Clause 16: The system (100) according to any one of the preceding clauses, wherein the evaluation unit (117) determines, for several positions the operating table (10) can adopt during a specified movement, the position of a load centre of the operating table (10) with respect to at least one specified virtual line, and the evaluation unit (117) establishes a tipping risk for one of the positions if the load centre of the operating table (10) passes through the at least one virtual line in this position, wherein in particular, the display unit (116) displays information on at least one restriction during operation of the operating table (10) in response to determining a tipping risk for one or more of the several positions of the operating table (10).

Clause 17: The system (100) according to any one of the preceding clauses, wherein the evaluation unit (117) determines, from the patient weight and/or the centre of gravity of the patient, whether there is an overload risk for the operating table (10) and/or for at least one component of the operating table (10).

Clause 18: The system (100) according to any one of the preceding clauses, wherein the evaluation unit (117) compares a load acting on the operating table (10) and/or on the patient support device (18) with at least one specified overload threshold, and establishes that there is an overload risk for the operating table (10) and/or for at least one component of the operating table (10) if the load exceeds the at least one overload threshold, wherein the at least one overload threshold is specific to the operating table (10) and/or the at least one component.

» MATERIAL SUPPLIED:
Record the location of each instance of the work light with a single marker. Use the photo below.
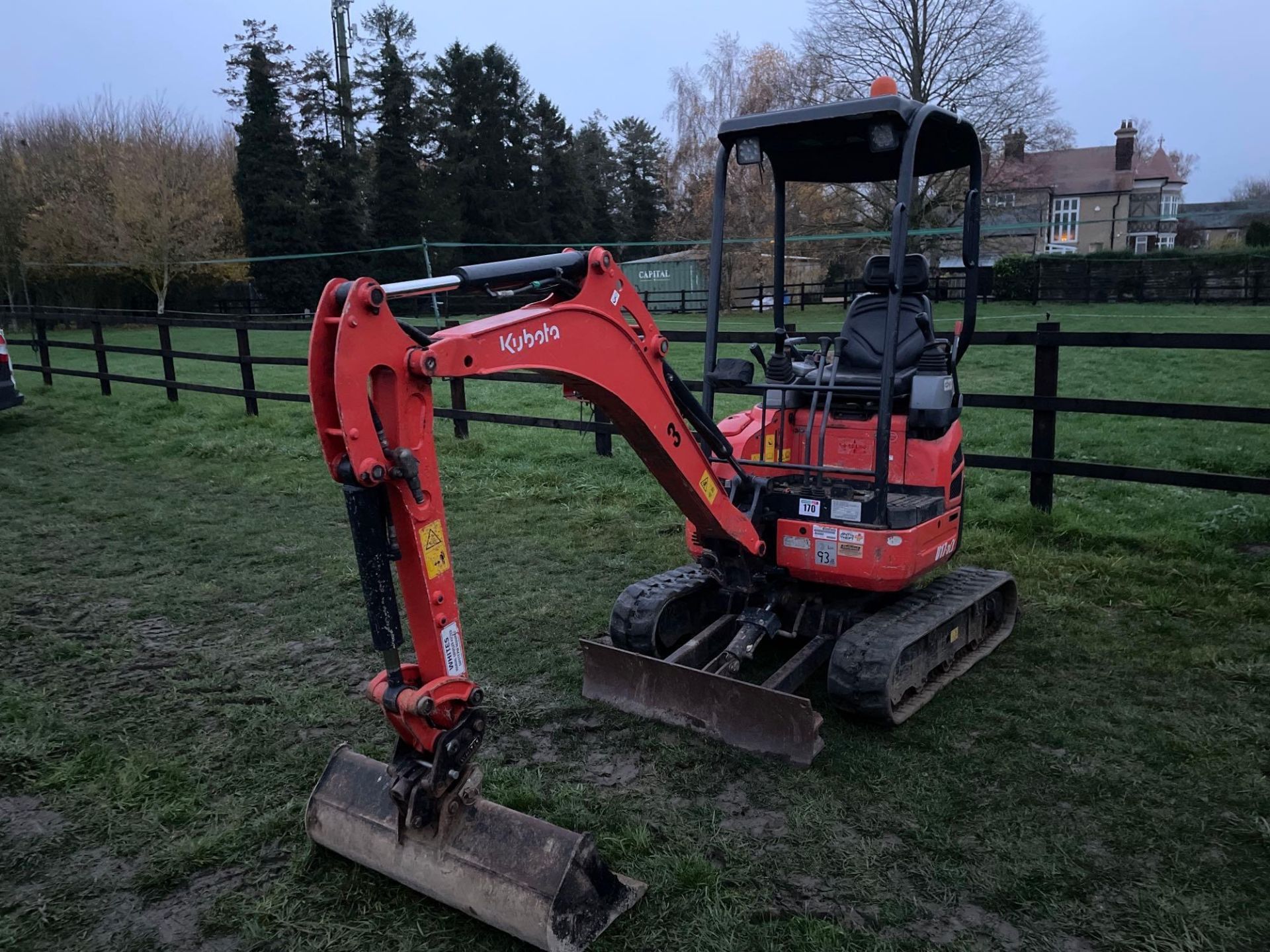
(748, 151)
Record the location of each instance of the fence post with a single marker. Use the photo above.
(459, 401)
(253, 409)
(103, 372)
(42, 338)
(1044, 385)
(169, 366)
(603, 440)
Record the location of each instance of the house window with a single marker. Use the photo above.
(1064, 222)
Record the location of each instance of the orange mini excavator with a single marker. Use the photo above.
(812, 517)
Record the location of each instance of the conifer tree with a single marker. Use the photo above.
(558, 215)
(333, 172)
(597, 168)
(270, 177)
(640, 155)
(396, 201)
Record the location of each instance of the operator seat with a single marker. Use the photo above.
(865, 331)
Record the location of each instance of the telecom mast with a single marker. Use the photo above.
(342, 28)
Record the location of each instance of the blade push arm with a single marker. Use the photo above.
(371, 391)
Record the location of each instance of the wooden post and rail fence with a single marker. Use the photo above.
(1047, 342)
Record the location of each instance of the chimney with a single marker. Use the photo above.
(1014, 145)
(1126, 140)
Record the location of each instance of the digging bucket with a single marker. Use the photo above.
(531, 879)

» TASK INSTRUCTIONS:
1. Rewrite the paragraph of the operating table clauses that begins "Clause 18" as a short bulleted list that keeps its main facts.
2. Do these statements agree with the operating table clauses? Answer yes or no for each, and quote the deciding words.
(a) The evaluation unit uses the patient weight and/or the patient's center of gravity to decide whether there is an overload risk.
(b) The display unit establishes the tipping risk for a position.
(c) The overload threshold is the same for every operating table and component.
3. Carry on the operating table clauses from the point where they stop.

» EXERCISE RESULTS:
1.
- It applies to the system (100) according to any one of the preceding clauses.
- The evaluation unit (117) compares the load acting on the operating table (10) and/or the patient support device (18) with at least one specified overload threshold.
- If the load exceeds the threshold, the unit establishes an overload risk for the operating table and/or at least one of its components.
- Each overload threshold is specific to the operating table and/or the component.

2.
(a) Yes: "the evaluation unit (117) determines, from the patient weight and/or the centre of gravity of the patient, whether there is an overload risk"
(b) No: "the evaluation unit (117) establishes a tipping risk for one of the positions"
(c) No: "the at least one overload threshold is specific to the operating table (10) and/or the at least one component"

3.
Clause 19: The system (100) according to any one of the preceding clauses, wherein at least part of the patient support device (18) is divided virtually into several regions, and an overload threshold is specified for each region, and wherein the evaluation unit (117) verifies in which region the centre of gravity of a load acting on the operating table (10) and/or on the patient support device (18) is located, and establishes an overload risk if the load exceeds the overload threshold specified for this region, wherein in particular, the display unit (116) displays information on at least one restriction during operation of the operating table (10) in response to determining an overload risk.

Clause 20: The system (100) according to any one of the preceding clauses, further comprising at least one drive for moving the operating table (10), wherein the evaluation unit (117) determines, from the patient weight and/or the centre of gravity of the patient, a load acting on the at least one drive, and establishes an overload risk if the load exceeds at least one specified overload threshold which is specific to the at least one drive, wherein in particular, the display unit (116) displays information on at least one restriction during operation of the operating table (10) in response to determining an overload risk.

Clause 21: The system (100) according to any one of the preceding clauses, wherein the patient weight information is input to the input unit (114) or is received from the interface (115) before placing the patient on the patient support device (18), and

• • wherein the evaluation unit (117) simulates the movements of the operating table (10) with the patient supported thereon before placing the patient on the patient support device (18).

Clause 22: The system (100) according to any one of the preceding clauses, wherein the evaluation unit (117) is formed to determine the restrictions during operation of the operating table (10) based on at least the patient weight by the evaluation unit (117) simulating movements of the operating table (10) with the patient supported thereon.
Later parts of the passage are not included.